>> Begin PASSAGE PROVIDED

I also fixed some movements with the feet when they lift off the box. For some reason, it looked really uneven when the character lifts their left planted foot for the second bounce. I thought it was an issue with one of the foreword moving controls such as the COG or the world space editor, since I moved both for the character to move within space, but it was more of the foot not in the correct position from where it launched off of. When I moved the left foot closer to the area it was in from the frame previously, it looked smoother. 




I thought it looked a little awkward when the character lands on the block, so I outstretched and shortened the leg in better places, improving the way that one might act when jumping onto a higher surface. I think there are still some problem areas with the COG control around these areas because that jump still looks a bit awkward to me.



I did some adjustments to the knee control because I noticed some strange positions of the left leg folding underneath the character, creating an unsmooth animation. 
 



For the jumping animation, last week someone commented that the tripping over did not look accidental. I fixed this by rotating and translating the right foot so that when it lifts off the ground it will be less flat and look more like a slip hopefully. 




I also made the hat bend more as for the teacher's recommendation when the hands begin to push her weight on the ground.



More fixes were in the place of the clipping that I had ignored at the beginning creating this animation from last week. 



I will work on the hair controls and any other issues with the jumping animation next week because I was busy with the other animation class this week. I think the parkour animation is pretty much finished.





Post 10: Polishing 4 and blocking jump



 This week I polished more of the parkour animation. I was working more with the timing and made the run and scale up the wall a lot faster. It may need to be slower. I also added some more subtle movements at the end of the animation, and tried my best to get rid of the jumpy looking tweaks at the end, but there are still some.


For the jumping animation, I blocked out the beginning of the animation using my reference. I have put it in spline in this playblast to test the timing. Since I am having so much trouble with timing lately, I thought that it would be important to work on that more by splining early. I felt like I could spline also because this animation is only about 90 frames. I really like this rig! Some aspects are confusing like the COG is on the back of the model and the waist controllers don't exactly move how you would expect, but otherwise it is really easy and has a lot of useful controls.
Next week, I will take critiques to finish polishing my parkour animation and continue working on the spline of the jump animation. 




Post 9: Polishing 3 and Reference


 This week I didn't do a lot for the parkour animation because I was trying to come up with a second action project that I could animate. For the parkour animation, I added some more movement at the end of the animation to add some rest to her last head turn.

>> End PASSAGE PROVIDED

**DIRECTIONS:**
1. In the animation blog posts, about how many frames long is the jumping animation?
2. In the animation blog posts, rewrite everything from "For the jumping animation, I" down to "of useful controls.", changing "playblast" to "preview render".
3. Carry on writing the animation blog posts from the point where they stop.

>> Begin DATA EXCERPTS

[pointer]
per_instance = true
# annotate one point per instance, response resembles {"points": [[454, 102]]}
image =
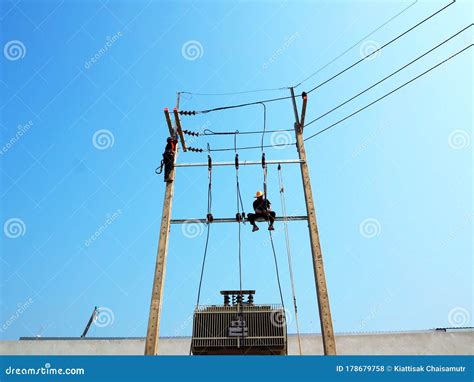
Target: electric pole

>> End DATA EXCERPTS

**RESPONSE LIST:**
1. About 90 frames.

2.
For the jumping animation, I blocked out the beginning of the animation using my reference. I have put it in spline in this preview render to test the timing. Since I am having so much trouble with timing lately, I thought that it would be important to work on that more by splining early. I felt like I could spline also because this animation is only about 90 frames. I really like this rig! Some aspects are confusing like the COG is on the back of the model and the waist controllers don't exactly move how you would expect, but otherwise it is really easy and has a lot of useful controls.

3.
I filmed a reference for a rig specific kind of jump and balance animation with this rig:


Rig specific meaning that the balance part will use the two additional arms that comes with the rig. 
Here is the reference I filmed:


We'll see if I can finish both animations in the remaining weeks. I think I can because the jump should be a little more simple than my first project. 



Post 8: Polishing 2

This week I worked on editing based on critiques. I worked on as much as I could, but my mouse died so I have to wait for new batteries. I also added an ambient light and some directional lights to give a better look to the animation. 

A critique I received was for the hands reaching up to the roof, where they flayed out instead of directly going to the place they want to go. I fixed this through a keyframe leading up to the roof, and it does look a lot better. 

Another fix I implemented from critiques is that I made the rendering camera higher so that the scene looks better. and not as claustrophobic. 
I haven't had a lot of time to fix the timing for the beginning part and the jump from the box to the roof, except for the changes I made from Mark's suggestions while in class which were to delete some keys in the beginning run. I also need to make some more changes to the ending when the character moves just their head, to incorporate more torso movement. Otherwise, I think it looks good so far.
 


Post 7: Polishing 

Last week was spring break, so I focused on beginning the frame by frame polishing and doing some finger adjusting. Frame by frame polishing is mostly making sure the model does not collide with the surroundings, especially when they pull themselves up something. I had trouble with colliding feet on the rooftop, so I had to tweak the COG a lot at that point.

It still needs pushing a bit, but I can only do so much without actually adding keys to every single frame and without the model colliding with itself.
I also made the hands look a bit nicer, an annoying but necessary thing I have been putting off for a while. I wish there was an option for the rig to just have an inset fist position, but I doubt that this rig has a slider for one. I am pretty bad at posing a hand rig into a fist just because of how tedious it is, but this pose will due, and it probably wont make that much difference from afar.



As well as finger fixing, I also worked on some visible overlap for the hair to add smoother transitions.

I was looking for places to add overlap in the animation because I know that it looks really nice, but can be a bit confusing to achieve in 3D animation because I never know if it really made that much of a difference in a complicated sequence. 



Hair is a really visible body part for creating an overlap effect, hands on the other hand (pun unintended), maybe not so visible when the animation is being played. 




Post 6: Spline 3

This week I worked on polishing the spline and working on the timing for the whole animation. There are still parts that I think need a different timing, but I think it is almost done. I am planning to finish polishing before break.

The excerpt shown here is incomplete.